:: The records ::
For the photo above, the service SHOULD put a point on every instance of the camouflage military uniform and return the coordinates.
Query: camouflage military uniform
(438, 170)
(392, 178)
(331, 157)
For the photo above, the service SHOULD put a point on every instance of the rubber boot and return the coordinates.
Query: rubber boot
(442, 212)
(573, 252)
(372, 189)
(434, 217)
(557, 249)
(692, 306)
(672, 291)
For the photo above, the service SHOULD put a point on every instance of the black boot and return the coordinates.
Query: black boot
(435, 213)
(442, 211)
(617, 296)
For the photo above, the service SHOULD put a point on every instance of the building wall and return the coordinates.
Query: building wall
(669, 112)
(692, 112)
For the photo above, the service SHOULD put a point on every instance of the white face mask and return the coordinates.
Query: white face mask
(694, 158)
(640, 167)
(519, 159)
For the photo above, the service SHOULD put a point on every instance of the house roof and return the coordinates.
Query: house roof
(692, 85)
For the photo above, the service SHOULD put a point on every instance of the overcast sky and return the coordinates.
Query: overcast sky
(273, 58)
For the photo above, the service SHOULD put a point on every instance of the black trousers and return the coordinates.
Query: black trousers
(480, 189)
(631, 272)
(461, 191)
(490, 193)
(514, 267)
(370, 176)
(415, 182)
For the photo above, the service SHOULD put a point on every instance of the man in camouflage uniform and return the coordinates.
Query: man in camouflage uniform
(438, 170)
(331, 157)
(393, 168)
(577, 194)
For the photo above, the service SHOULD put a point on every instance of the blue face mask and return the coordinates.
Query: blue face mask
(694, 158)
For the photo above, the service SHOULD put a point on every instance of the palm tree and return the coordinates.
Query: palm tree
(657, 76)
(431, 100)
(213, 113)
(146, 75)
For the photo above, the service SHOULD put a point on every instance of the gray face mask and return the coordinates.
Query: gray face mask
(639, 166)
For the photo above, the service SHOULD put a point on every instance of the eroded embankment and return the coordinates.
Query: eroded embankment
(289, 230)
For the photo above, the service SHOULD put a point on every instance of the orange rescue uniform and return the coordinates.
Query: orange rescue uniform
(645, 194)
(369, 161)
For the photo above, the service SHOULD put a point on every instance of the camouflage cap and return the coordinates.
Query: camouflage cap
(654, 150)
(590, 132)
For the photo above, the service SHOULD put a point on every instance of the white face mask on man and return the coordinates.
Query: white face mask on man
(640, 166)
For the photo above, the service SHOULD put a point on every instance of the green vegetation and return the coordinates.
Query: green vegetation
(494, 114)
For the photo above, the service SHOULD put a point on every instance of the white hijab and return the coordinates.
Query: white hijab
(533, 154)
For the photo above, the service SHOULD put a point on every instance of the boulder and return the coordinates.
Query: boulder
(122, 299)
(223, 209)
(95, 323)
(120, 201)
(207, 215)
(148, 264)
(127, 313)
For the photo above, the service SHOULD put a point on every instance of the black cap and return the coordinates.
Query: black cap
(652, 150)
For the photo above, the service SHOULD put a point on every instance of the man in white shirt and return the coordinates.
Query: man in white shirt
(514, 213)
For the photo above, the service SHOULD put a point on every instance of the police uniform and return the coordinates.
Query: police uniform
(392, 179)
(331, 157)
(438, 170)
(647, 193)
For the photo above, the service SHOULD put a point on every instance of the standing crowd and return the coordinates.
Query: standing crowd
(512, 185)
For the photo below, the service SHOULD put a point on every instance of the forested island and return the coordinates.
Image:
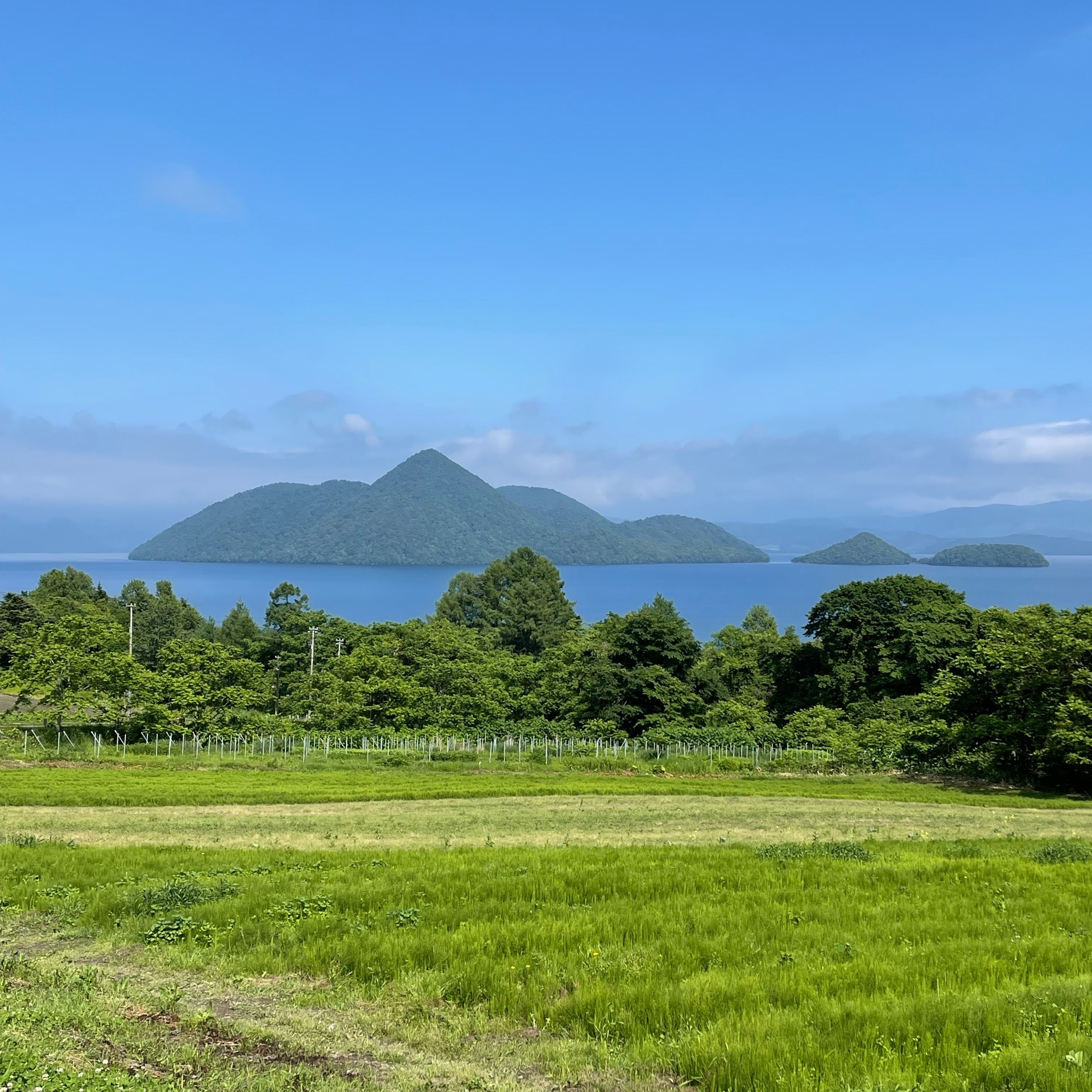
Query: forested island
(864, 548)
(892, 673)
(429, 510)
(992, 555)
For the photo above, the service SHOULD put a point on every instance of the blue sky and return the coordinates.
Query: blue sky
(737, 260)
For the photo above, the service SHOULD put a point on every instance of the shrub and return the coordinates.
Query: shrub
(800, 851)
(296, 910)
(1062, 853)
(177, 929)
(180, 891)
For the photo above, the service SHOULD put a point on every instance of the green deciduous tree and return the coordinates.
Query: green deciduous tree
(159, 617)
(1016, 704)
(239, 628)
(886, 638)
(518, 600)
(204, 684)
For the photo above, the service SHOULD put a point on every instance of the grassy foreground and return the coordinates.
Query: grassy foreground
(149, 782)
(938, 967)
(535, 821)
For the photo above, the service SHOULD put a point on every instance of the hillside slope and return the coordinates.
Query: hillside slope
(429, 510)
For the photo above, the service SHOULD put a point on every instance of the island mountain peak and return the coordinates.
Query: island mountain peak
(429, 510)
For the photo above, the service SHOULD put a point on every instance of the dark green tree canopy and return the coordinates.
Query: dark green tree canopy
(887, 638)
(656, 635)
(520, 601)
(159, 617)
(67, 591)
(239, 628)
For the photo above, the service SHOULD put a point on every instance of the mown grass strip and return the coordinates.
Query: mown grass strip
(534, 821)
(91, 785)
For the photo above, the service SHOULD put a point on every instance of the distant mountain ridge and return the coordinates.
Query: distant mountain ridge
(864, 548)
(429, 510)
(1058, 527)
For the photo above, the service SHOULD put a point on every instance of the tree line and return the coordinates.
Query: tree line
(898, 672)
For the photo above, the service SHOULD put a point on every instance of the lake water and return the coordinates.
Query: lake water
(709, 595)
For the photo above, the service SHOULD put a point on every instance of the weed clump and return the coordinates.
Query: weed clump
(181, 891)
(178, 929)
(1063, 853)
(296, 910)
(406, 917)
(797, 851)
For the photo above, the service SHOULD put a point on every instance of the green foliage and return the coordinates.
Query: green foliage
(204, 684)
(1062, 853)
(805, 851)
(752, 663)
(1017, 702)
(67, 591)
(159, 618)
(991, 554)
(178, 929)
(886, 638)
(519, 600)
(864, 548)
(238, 628)
(857, 967)
(899, 673)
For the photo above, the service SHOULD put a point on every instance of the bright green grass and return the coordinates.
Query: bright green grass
(149, 783)
(944, 967)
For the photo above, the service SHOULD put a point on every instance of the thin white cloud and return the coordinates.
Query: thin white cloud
(1058, 441)
(181, 187)
(361, 426)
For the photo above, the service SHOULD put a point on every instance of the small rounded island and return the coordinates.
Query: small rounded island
(996, 555)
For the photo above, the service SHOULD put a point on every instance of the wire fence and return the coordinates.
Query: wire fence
(489, 748)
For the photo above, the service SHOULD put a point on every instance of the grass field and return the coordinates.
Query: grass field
(536, 821)
(942, 967)
(147, 782)
(446, 926)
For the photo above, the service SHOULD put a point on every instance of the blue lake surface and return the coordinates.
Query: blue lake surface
(709, 595)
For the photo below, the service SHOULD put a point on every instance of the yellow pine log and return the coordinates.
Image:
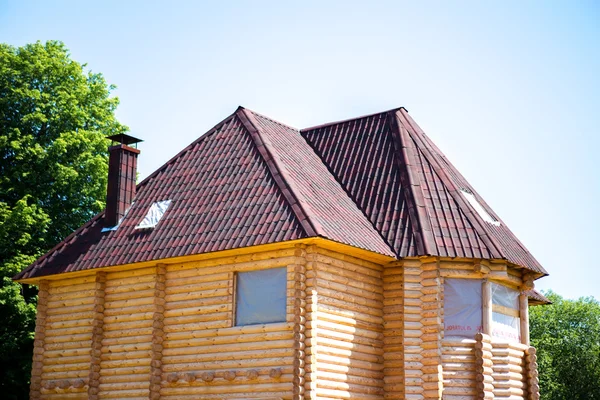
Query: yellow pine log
(125, 371)
(133, 287)
(350, 330)
(67, 369)
(241, 366)
(235, 354)
(65, 324)
(351, 299)
(208, 286)
(134, 324)
(340, 363)
(128, 306)
(357, 339)
(211, 341)
(139, 380)
(227, 388)
(349, 379)
(84, 280)
(87, 315)
(112, 280)
(127, 363)
(349, 306)
(340, 260)
(341, 344)
(147, 293)
(328, 314)
(355, 355)
(79, 294)
(80, 308)
(237, 330)
(195, 310)
(174, 299)
(243, 396)
(50, 395)
(350, 282)
(203, 265)
(189, 269)
(348, 390)
(83, 337)
(350, 272)
(129, 355)
(114, 318)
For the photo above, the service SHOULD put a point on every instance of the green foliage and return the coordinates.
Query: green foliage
(54, 116)
(567, 337)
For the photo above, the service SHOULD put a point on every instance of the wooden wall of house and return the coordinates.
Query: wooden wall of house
(67, 338)
(354, 329)
(346, 330)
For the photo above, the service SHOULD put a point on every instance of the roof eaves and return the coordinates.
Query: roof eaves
(279, 173)
(33, 268)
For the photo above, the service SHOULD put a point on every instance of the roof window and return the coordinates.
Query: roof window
(114, 228)
(155, 213)
(479, 208)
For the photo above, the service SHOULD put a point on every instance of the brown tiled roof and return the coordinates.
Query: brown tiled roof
(375, 182)
(409, 190)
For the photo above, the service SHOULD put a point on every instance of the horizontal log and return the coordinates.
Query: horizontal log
(284, 384)
(231, 355)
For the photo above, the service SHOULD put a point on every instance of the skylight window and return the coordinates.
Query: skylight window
(155, 213)
(114, 228)
(479, 208)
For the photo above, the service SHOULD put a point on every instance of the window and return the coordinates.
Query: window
(462, 307)
(505, 313)
(261, 296)
(155, 213)
(479, 208)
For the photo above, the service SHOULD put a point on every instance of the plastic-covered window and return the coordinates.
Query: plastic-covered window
(261, 296)
(462, 307)
(505, 313)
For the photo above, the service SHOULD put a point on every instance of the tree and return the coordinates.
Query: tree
(54, 116)
(567, 337)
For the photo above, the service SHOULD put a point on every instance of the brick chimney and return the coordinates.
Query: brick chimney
(122, 171)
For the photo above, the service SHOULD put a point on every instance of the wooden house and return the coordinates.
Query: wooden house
(345, 261)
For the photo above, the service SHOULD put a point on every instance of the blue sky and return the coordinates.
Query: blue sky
(510, 91)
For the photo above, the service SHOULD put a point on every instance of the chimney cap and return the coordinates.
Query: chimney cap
(124, 139)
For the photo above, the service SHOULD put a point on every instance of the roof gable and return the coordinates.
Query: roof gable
(375, 182)
(410, 191)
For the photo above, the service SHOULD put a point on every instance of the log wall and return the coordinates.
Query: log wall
(509, 370)
(353, 329)
(346, 326)
(68, 338)
(393, 315)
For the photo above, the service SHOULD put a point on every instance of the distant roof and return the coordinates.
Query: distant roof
(375, 182)
(536, 298)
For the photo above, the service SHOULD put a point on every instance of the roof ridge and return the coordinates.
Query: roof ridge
(264, 147)
(267, 118)
(415, 200)
(484, 234)
(350, 119)
(203, 137)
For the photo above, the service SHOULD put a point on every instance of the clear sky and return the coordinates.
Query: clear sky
(509, 90)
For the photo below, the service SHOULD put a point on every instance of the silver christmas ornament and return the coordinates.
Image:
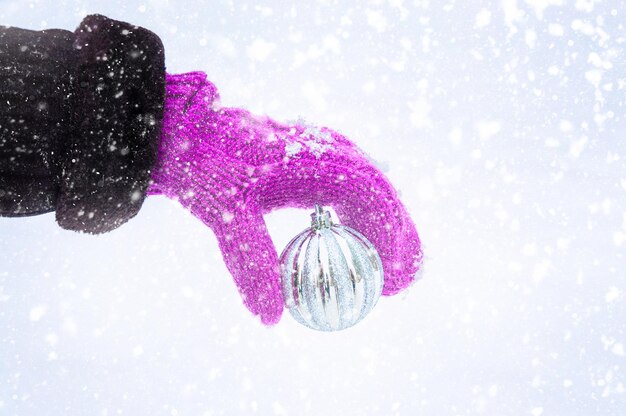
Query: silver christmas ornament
(331, 275)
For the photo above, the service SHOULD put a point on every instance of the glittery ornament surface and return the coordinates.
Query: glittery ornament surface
(331, 276)
(229, 167)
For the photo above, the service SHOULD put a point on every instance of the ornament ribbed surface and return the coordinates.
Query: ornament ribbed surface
(331, 277)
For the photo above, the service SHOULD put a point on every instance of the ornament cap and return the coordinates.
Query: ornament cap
(320, 219)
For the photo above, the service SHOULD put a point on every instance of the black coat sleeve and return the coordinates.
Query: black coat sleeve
(80, 120)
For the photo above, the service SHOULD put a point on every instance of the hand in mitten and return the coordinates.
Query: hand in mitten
(229, 167)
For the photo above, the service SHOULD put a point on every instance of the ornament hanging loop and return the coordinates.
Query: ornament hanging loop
(320, 219)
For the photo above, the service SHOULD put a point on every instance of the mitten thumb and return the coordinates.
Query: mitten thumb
(251, 258)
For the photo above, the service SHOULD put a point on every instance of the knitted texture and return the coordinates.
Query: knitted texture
(229, 167)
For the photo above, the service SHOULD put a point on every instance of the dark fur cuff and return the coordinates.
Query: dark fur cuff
(117, 111)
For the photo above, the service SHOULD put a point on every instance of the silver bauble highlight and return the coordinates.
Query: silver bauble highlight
(331, 275)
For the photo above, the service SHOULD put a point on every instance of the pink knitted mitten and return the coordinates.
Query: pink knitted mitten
(229, 167)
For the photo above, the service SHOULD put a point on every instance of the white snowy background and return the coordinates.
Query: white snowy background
(502, 125)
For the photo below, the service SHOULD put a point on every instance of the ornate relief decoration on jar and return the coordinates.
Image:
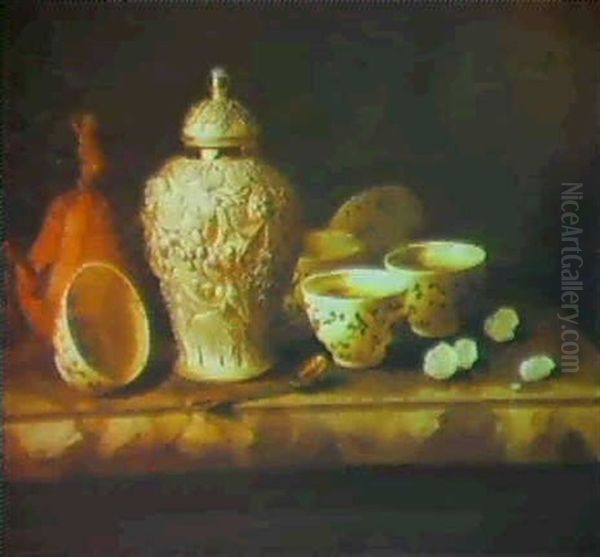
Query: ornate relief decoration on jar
(222, 234)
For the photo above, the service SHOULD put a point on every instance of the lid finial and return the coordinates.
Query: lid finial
(219, 82)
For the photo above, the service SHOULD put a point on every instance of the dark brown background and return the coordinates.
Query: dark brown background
(483, 111)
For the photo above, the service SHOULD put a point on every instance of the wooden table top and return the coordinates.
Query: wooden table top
(391, 415)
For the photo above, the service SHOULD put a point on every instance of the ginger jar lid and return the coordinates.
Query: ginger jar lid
(219, 121)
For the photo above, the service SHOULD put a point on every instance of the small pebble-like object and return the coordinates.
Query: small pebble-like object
(441, 361)
(536, 368)
(501, 325)
(466, 350)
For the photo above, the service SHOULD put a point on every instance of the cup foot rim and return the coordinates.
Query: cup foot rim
(357, 365)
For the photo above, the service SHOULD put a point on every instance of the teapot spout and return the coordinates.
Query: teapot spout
(29, 286)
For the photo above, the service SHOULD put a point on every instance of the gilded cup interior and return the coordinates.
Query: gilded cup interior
(436, 257)
(107, 322)
(354, 285)
(330, 244)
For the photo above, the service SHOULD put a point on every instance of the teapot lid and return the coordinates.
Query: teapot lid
(219, 121)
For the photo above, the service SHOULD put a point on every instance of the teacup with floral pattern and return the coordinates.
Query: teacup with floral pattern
(446, 280)
(352, 312)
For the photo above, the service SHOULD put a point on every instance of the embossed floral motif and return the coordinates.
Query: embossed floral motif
(216, 238)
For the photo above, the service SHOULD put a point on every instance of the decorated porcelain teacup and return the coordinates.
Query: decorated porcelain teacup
(323, 250)
(352, 312)
(446, 279)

:: Aim of the exercise ::
Return exactly, and only, the line containing "rim and return the coordinates." and every line after it through the end of the material.

:: Problem solution ::
For the photo above, the service SHOULD put a point on every instance of the cup foot rim and return the coordinates.
Query: cup foot rim
(357, 365)
For the photo above, the service SHOULD put a point on every instance of the teapot spout and return the coordinates.
Query: teapot spout
(29, 286)
For the photo above, the service SHOULD put a point on every instance of the gilded cup interior and return the coordinates.
Query: gilded cup interior
(436, 257)
(107, 322)
(354, 285)
(330, 244)
For the photo above, the service SHOULD put a point on every instance of the teapot lid and return the coordinates.
Query: teapot lid
(219, 121)
For the photo above, the service SHOULD put a point on every instance of the teacup with floral pattern and return the coordinates.
Query: teacup with floral pattern
(446, 280)
(352, 312)
For the photo above, the service SHOULD put a point on every instance of the embossed floral motif and return the coordinates.
Query: embossed floral motif
(216, 238)
For the photo above, the service SHOULD put a point on every instance of the decorated porcelain teacup and return the coordinates.
Query: decorated porcelain teacup
(323, 250)
(352, 312)
(446, 279)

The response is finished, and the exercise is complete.